**What is needed**
Can you switch "visually impaired" to "low-vision" everywhere in the data below, keep everything else the same, and leave the pictures out of your answer?

··· Data rows

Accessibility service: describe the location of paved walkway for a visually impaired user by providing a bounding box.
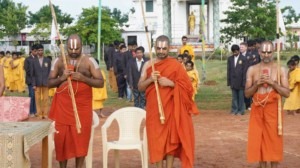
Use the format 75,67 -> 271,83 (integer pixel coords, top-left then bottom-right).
30,111 -> 300,168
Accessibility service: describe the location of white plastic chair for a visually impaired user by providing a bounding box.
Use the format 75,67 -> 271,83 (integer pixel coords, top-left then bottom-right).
48,111 -> 99,168
101,107 -> 148,168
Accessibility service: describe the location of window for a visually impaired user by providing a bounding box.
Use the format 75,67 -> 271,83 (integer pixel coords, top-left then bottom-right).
145,0 -> 153,12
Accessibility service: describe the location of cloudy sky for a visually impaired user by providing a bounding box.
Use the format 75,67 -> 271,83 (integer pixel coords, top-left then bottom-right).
13,0 -> 300,18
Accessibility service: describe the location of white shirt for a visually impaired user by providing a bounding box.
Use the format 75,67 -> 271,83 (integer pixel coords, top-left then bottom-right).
135,58 -> 144,72
233,55 -> 240,67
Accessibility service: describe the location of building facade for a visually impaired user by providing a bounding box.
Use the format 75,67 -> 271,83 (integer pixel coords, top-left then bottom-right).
123,0 -> 231,50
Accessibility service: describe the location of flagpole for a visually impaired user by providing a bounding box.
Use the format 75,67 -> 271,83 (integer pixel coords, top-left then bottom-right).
97,0 -> 102,62
276,0 -> 282,135
200,0 -> 206,81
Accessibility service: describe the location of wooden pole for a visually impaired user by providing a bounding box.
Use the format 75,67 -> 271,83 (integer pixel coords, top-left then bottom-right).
276,0 -> 282,135
140,0 -> 165,124
49,0 -> 81,133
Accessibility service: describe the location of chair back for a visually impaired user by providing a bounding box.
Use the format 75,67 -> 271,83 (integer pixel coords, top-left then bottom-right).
106,107 -> 146,141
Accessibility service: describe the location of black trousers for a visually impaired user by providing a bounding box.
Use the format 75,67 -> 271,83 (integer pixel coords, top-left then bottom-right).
117,74 -> 126,98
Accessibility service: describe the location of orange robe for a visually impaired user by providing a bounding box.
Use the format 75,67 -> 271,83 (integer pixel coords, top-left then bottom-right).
146,58 -> 199,168
49,81 -> 92,161
248,91 -> 283,162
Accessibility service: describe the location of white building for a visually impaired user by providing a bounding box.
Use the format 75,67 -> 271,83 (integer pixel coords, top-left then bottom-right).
122,0 -> 231,51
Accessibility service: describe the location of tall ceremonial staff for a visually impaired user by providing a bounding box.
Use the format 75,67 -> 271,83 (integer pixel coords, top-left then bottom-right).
140,0 -> 165,124
49,0 -> 81,133
276,0 -> 282,135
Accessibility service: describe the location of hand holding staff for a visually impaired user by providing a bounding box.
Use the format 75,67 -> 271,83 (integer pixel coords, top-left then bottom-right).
49,0 -> 81,133
140,0 -> 165,124
276,0 -> 282,135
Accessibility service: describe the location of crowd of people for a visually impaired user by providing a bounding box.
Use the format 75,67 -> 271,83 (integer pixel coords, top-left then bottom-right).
0,34 -> 300,168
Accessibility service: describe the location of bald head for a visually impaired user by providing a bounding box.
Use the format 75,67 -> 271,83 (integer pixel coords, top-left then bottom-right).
156,35 -> 170,59
259,41 -> 274,64
67,34 -> 82,58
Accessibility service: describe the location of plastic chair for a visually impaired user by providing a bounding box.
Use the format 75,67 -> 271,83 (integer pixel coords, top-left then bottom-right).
101,107 -> 148,168
48,111 -> 99,168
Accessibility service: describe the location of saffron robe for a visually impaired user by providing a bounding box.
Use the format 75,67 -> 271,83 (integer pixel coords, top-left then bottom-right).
145,57 -> 199,168
283,68 -> 300,110
248,90 -> 283,162
49,81 -> 92,161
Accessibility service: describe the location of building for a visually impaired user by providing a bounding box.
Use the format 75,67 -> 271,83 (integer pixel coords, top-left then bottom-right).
122,0 -> 231,51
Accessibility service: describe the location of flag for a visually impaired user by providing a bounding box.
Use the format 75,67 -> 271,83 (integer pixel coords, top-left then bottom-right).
278,9 -> 286,36
50,19 -> 58,45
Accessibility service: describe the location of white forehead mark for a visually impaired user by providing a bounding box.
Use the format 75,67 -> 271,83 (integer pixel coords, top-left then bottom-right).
51,58 -> 58,71
89,57 -> 100,69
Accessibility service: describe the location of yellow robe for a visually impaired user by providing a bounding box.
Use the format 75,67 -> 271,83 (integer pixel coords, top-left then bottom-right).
9,59 -> 21,91
283,68 -> 300,110
3,57 -> 12,88
92,70 -> 107,110
179,44 -> 195,62
19,57 -> 26,92
187,70 -> 199,100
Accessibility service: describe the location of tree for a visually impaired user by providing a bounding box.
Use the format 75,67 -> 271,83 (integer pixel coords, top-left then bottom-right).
281,6 -> 300,48
29,5 -> 73,41
0,0 -> 27,38
221,0 -> 276,43
64,7 -> 121,44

······

**Task output**
Accessibility service: describe the location of paved walkway for a low-vision user by providing a bounding box.
Use the format 75,67 -> 271,83 (integer pixel coords, top-left then bottom-right).
30,111 -> 300,168
Accessibility service: describe the location of white plastic chair for a low-vision user by providing a bounding box.
Use the format 75,67 -> 271,83 (integer pixel coords, top-left then bottom-right).
48,111 -> 99,168
101,107 -> 148,168
Accessibility service: describe the location of window for a low-vision user by providing a bounding box.
Use the format 75,67 -> 271,83 (integer pixel coords, top-left then bottom-right).
145,0 -> 153,12
Accessibility service: describe the location of cloudy sky for a low-vision user by providing a bounding box.
Use the format 75,67 -> 271,83 (integer pixel coords, top-left then bottom-right).
13,0 -> 300,18
Accessibility service: describe the location of white shirt for a low-vision user by providing a bounding box.
Use the format 75,67 -> 271,83 (integer pixel coords, top-left then bottom-right).
135,58 -> 144,72
233,55 -> 240,67
Accessibility service: describe the location of building facade for a low-vision user by providing a bounding box.
Use the format 75,67 -> 271,83 (integer pixel coords, top-left then bottom-right).
123,0 -> 231,50
Accessibility service: describe the location of flagpole for a low-vision user by providing a bounding box.
Use the format 75,67 -> 271,83 (integer pixel coords, top-left then bottom-right).
97,0 -> 102,62
276,0 -> 282,135
200,0 -> 206,81
Accessibility service: describe the location of wooden pole for a low-vision user by providing a bounding box.
Use the format 75,67 -> 271,83 (integer pixel coords, top-left then bottom-right).
276,0 -> 282,135
140,0 -> 165,124
49,0 -> 81,133
Accessibility service: describe the location of chair back for a low-vision user by providing a bounding box.
Use the format 75,67 -> 271,83 (integer pixel coords, top-left then bottom-right).
106,107 -> 146,141
Accessibility service: describe the location of black trousers for a low-vision user by providing a bounding box.
Use the format 75,67 -> 271,83 (integer pixel coords, top-left then bottom-right).
117,74 -> 126,98
Accessibility service: describe the location of orange robe for a low-vision user by providing a bounding box.
Use the format 75,67 -> 271,83 (integer pixel coords, top-left then bottom-right).
146,58 -> 199,168
49,81 -> 92,161
248,91 -> 283,162
Accessibility service: describe the location of white building for a low-vision user by providing a bounding box.
Use the format 75,67 -> 271,83 (integer pixel coords, top-left then bottom-right).
122,0 -> 231,51
Accessibility service: describe the location of tall ceremonial staff for a low-vision user by providing a bounding box.
Use the format 75,67 -> 271,83 (integer pixel coords, top-left then bottom-right).
140,0 -> 165,124
49,0 -> 81,133
276,0 -> 282,135
Accessibility service: describe the location of hand holding staff for a low-vision user by providing a bounding box.
Use the format 75,67 -> 271,83 (integer pixel coords, top-left then bottom-right).
49,0 -> 81,133
140,0 -> 165,124
276,0 -> 282,135
Accessibility service: describe the location of crowd of people for a low-vision user by providing a bounding box.
Use the format 75,67 -> 271,83 (integer pixel coords, top-left then bottom-right).
0,34 -> 300,168
Accessibility service: describe the location of bald head for a low-vision user by providing a bounding box.
Use the format 75,67 -> 271,83 (integer pixel coords, top-left then bottom-right).
156,35 -> 170,59
259,41 -> 274,64
67,34 -> 82,58
Accessibility service: describe the location of plastic chair for a low-vision user by providing a bounding box.
Use the format 75,67 -> 271,83 (integer pixel coords, top-left then bottom-right).
101,107 -> 148,168
48,111 -> 99,168
Accessibility service: describe the location of saffron robe for a low-vision user by providing a bounding box.
Use the format 75,67 -> 271,83 (integer pixel coords, top-left then bottom-right).
145,57 -> 199,168
283,68 -> 300,110
248,90 -> 283,162
49,81 -> 92,161
Accessibility service: describe the location of building for a low-vision user by providing a bounding box.
Use the format 75,67 -> 271,83 (integer pixel coords, top-left then bottom-right).
122,0 -> 231,51
Accessibility service: describe the location of flag for a low-vision user by providing a bounding box.
Use the format 75,67 -> 271,83 (integer pixel coords, top-left then bottom-right).
278,9 -> 286,36
50,19 -> 58,45
Accessibility service: describe the location of white forehead mark for a low-vision user by providing a bounding box.
Use the format 75,67 -> 271,83 (integer pixel coords, top-left then bottom-right).
51,58 -> 58,71
89,57 -> 100,69
Accessibility service: describe the location of yellow robe for a low-vision user by providing a bounding box.
Use the format 75,67 -> 271,83 (integer pixel coords, top-left then bottom-right).
9,59 -> 21,91
283,68 -> 300,110
3,57 -> 12,88
92,70 -> 107,110
179,44 -> 195,62
19,57 -> 26,92
187,70 -> 199,100
Accessibility service: describe the location of tree for a low-vision user by providing a bounding box.
Use the format 75,67 -> 271,83 (integer pixel coords, top-left then bottom-right).
281,6 -> 300,48
29,5 -> 73,41
0,0 -> 27,38
221,0 -> 276,43
64,7 -> 121,44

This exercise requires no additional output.